§ **Texte extrait**
== == ==

Afrique, RSE et rentabilité économique

Et si la Responsabilité Sociétale des Entreprises (RSE) était très rentable pour les organisations africaines ? Cette question a été débattue avec les cadres et dirigeants qui ont participé le 9 et 10 juillet au siège du Groupement Inter-Patronal du Cameroun (GICAM) à la formation sur la Responsabilité Sociétale des agro-industries et de leur chaîne de valeur.

Par Mathieu Viviani Publié le 13 juillet 2013 à 0 h 01

Et si la Responsabilité Sociétale des Entreprises (RSE) était très rentable pour les organisations africaines ? Cette question a été débattue avec les cadres et dirigeants qui ont participé le 9 et 10 juillet au siège du Groupement Inter-Patronal du Cameroun (GICAM) à la formation sur la Responsabilité Sociétale des agro-industries et de leur chaîne de valeur.

© Anthospace

Pour que RSE rime avec performance économique, il est indispensable d’avoir les bonnes lunettes avec une approche globale.

Prenons le domaine environnemental. Malgré une législation très contraignante, peu d’organisations africaines respectent la réglementation environnementale. Le manque de moyens humains et financiers des autorités, la corruption de certains fonctionnaires, ainsi que la faible pression médiatique et des parties prenantes, surtout des consommateurs, expliquent cette situation.

== == ==

§ **Données fournies**
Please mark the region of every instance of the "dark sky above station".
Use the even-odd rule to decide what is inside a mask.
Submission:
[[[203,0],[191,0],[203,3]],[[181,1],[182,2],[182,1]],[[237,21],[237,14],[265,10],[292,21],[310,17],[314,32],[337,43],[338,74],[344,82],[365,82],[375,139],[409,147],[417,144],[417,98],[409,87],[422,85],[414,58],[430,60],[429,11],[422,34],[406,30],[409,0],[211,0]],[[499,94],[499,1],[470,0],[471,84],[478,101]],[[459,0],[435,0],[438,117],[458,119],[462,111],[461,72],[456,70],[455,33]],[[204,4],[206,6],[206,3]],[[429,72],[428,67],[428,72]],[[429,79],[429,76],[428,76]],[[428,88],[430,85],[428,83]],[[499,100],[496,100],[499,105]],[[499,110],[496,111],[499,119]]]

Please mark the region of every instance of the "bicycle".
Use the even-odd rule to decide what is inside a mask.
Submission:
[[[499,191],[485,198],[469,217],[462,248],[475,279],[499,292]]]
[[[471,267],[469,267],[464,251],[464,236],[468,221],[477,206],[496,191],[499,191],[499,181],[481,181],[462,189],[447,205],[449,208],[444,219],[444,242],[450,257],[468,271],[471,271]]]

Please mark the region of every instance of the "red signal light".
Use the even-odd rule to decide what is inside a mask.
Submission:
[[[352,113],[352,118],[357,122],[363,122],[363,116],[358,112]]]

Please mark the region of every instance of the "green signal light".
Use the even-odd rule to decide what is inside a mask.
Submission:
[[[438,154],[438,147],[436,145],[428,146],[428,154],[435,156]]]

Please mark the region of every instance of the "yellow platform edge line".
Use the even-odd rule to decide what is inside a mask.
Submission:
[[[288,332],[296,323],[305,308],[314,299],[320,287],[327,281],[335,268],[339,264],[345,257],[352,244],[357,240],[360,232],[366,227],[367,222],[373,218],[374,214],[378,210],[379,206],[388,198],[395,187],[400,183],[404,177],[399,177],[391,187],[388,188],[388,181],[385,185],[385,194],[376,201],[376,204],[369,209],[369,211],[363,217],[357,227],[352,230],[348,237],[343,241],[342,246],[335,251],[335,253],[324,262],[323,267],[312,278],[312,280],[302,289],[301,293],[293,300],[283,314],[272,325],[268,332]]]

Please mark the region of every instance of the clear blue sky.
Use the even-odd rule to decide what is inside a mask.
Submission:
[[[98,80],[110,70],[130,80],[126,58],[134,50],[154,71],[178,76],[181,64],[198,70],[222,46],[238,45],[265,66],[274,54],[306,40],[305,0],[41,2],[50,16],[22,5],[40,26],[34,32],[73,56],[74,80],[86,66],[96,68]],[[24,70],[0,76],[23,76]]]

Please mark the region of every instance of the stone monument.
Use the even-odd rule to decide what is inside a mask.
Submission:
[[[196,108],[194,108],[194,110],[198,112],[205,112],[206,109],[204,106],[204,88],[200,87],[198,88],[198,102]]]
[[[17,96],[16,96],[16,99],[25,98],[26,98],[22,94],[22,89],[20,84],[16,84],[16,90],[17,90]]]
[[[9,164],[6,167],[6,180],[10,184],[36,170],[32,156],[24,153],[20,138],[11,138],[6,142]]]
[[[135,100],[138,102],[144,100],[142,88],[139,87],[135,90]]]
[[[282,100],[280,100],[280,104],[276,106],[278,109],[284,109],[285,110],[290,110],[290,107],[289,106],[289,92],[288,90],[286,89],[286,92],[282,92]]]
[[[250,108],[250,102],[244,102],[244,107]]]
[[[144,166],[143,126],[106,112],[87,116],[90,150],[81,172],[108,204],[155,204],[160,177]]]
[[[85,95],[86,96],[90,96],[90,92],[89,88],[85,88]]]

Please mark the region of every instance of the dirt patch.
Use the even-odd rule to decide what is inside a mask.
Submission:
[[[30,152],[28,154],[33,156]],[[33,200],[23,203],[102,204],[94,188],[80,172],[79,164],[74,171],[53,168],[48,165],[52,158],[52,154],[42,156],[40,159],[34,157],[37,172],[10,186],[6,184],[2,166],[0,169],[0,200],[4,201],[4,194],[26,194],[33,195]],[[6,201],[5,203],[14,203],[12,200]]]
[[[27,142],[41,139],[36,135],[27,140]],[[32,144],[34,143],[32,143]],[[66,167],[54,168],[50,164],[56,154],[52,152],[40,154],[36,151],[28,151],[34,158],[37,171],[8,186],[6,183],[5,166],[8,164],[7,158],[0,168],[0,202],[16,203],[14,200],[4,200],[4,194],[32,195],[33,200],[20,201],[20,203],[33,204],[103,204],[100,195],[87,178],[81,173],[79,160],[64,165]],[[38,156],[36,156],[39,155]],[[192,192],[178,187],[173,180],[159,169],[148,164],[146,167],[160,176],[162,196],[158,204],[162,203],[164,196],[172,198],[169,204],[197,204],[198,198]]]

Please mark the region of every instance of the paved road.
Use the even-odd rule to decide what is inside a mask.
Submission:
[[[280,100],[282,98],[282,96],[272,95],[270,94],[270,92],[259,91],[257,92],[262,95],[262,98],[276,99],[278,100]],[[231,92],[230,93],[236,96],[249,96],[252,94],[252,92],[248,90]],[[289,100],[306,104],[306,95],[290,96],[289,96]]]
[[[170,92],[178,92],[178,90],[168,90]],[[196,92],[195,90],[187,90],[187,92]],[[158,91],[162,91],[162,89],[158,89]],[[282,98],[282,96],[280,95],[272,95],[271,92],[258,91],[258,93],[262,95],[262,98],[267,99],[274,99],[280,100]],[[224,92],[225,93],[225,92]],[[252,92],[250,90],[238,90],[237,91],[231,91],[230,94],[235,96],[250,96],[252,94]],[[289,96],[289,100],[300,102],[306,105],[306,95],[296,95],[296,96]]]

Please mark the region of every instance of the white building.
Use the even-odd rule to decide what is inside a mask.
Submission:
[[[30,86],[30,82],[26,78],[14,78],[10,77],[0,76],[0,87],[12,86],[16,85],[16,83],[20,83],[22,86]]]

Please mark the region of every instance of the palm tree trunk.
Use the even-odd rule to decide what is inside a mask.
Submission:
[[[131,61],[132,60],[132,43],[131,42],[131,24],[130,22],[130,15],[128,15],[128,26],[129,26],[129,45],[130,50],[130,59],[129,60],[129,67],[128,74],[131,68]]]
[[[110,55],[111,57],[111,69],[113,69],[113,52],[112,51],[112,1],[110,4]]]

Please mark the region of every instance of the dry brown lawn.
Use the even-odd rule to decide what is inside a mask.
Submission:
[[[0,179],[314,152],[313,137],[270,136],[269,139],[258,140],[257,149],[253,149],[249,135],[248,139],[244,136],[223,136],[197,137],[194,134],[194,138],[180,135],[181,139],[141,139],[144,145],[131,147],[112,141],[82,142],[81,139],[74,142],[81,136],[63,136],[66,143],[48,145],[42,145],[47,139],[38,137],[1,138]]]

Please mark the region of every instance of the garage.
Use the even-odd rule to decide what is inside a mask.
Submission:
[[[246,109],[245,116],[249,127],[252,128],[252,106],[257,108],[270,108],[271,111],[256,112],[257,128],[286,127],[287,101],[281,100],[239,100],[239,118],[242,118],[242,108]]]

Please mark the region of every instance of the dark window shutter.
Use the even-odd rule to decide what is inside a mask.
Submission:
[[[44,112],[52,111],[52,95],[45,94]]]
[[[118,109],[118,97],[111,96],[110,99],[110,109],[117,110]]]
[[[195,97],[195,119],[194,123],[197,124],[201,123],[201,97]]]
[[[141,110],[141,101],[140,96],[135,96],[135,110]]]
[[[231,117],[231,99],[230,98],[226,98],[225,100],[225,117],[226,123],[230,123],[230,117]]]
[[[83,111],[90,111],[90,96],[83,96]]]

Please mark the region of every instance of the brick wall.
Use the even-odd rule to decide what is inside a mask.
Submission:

== == ==

Recopiez intégralement le texte sur la RSE en Afrique, sans rien y changer. Les lignes forment un matériau distinct, sans rapport avec le texte.

Afrique, RSE et rentabilité économique

Et si la Responsabilité Sociétale des Entreprises (RSE) était très rentable pour les organisations africaines ? Cette question a été débattue avec les cadres et dirigeants qui ont participé le 9 et 10 juillet au siège du Groupement Inter-Patronal du Cameroun (GICAM) à la formation sur la Responsabilité Sociétale des agro-industries et de leur chaîne de valeur.

Par Mathieu Viviani Publié le 13 juillet 2013 à 0 h 01

Et si la Responsabilité Sociétale des Entreprises (RSE) était très rentable pour les organisations africaines ? Cette question a été débattue avec les cadres et dirigeants qui ont participé le 9 et 10 juillet au siège du Groupement Inter-Patronal du Cameroun (GICAM) à la formation sur la Responsabilité Sociétale des agro-industries et de leur chaîne de valeur.

© Anthospace

Pour que RSE rime avec performance économique, il est indispensable d’avoir les bonnes lunettes avec une approche globale.

Prenons le domaine environnemental. Malgré une législation très contraignante, peu d’organisations africaines respectent la réglementation environnementale. Le manque de moyens humains et financiers des autorités, la corruption de certains fonctionnaires, ainsi que la faible pression médiatique et des parties prenantes, surtout des consommateurs, expliquent cette situation.